ТЕКСТ ДЛЯ ЧТЕНИЯ:
---*---

Дмитрий Николаевич выручил после того, как Лейст мне поставил «2»; поставил же он «2» за то, что я, им сбитый с толку (а он «мстительно» сбивал с толку), сказал в полном самозабвении, что вода кипит при… нуле (?!?).
Тогда вмешался Анучин, заставив меня рассказать ему мой билет, и спас; природная доброта Дмитрия Николаевича победила в нем принципиальную оппозицию.
Своего длиннобородого палача, Лейста, я помню с 1890 года уже; он неизменно являлся в праздничные дни и поражал меня… бородою, цилиндром, белым кашнэ и тем, с каким официальным (немного тупым) почтением он передо мною расшаркивался и жал руку, точно он был Боренькой, а я профессором Лейстом; ребенком я удивлялся неуместной почтительности этого бородача, его немецкому акценту и оголтелому, глуповатому виду, с которым он сидел на диване, не произнося ни слова; другие говорили, а Лейст хлопал глазами и тряс бородой; отец с детства внушил мне: метеорология — не наука, а сборник анекдотических фактов, и дразнил Лейста инженером Демчинским:
— У того, пусть неверная теория о влиянии лунных фаз на погоду, — а все же попытка объяснить факты: у вас же нет и этих попыток!

---*---

ИСХОДНЫЕ ЗАПИСИ:
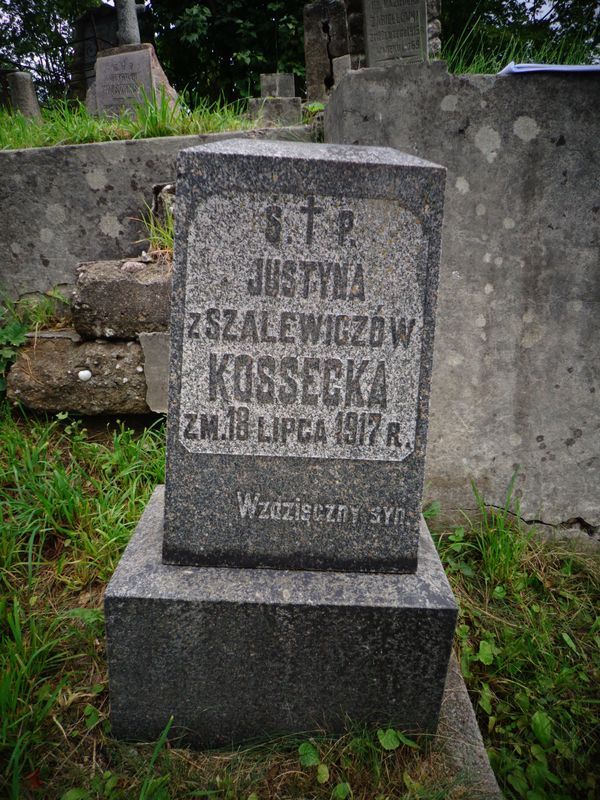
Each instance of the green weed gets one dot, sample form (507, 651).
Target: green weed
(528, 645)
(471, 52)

---*---

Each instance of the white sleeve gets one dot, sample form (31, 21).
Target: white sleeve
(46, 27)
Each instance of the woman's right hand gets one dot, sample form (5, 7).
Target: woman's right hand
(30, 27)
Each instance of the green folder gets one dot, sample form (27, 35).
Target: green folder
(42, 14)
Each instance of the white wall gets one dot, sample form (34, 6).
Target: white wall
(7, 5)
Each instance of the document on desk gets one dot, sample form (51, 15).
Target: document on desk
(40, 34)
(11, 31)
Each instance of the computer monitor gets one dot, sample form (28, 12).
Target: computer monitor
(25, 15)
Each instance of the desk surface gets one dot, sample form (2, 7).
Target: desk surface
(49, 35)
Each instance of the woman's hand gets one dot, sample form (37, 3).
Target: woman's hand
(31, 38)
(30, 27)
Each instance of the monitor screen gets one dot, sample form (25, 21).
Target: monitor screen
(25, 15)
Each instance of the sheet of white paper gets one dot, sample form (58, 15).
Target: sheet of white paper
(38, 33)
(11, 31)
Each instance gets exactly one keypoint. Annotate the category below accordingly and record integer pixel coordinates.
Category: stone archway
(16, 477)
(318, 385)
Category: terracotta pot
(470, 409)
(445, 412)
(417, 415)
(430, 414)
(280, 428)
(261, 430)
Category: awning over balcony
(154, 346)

---*---

ЗАДАНИЯ:
1. Почему, судя по тексту о Лейсте, Анучин выручил рассказчика после двойки? Ответьте в одном–трех предложениях.
2. Перепишите из текста о Лейсте отрывок от «Дмитрий Николаевич выручил» до «нем принципиальную оппозицию.» слово в слово.
Опирайтесь только на текст, а не на записи.

ОТВЕТЫ:
1. Природная доброта Дмитрия Николаевича Анучина победила в нем принципиальную оппозицию. Поэтому он заставил рассказчика рассказать ему билет и спас его.

2.
Дмитрий Николаевич выручил после того, как Лейст мне поставил «2»; поставил же он «2» за то, что я, им сбитый с толку (а он «мстительно» сбивал с толку), сказал в полном самозабвении, что вода кипит при… нуле (?!?).
Тогда вмешался Анучин, заставив меня рассказать ему мой билет, и спас; природная доброта Дмитрия Николаевича победила в нем принципиальную оппозицию.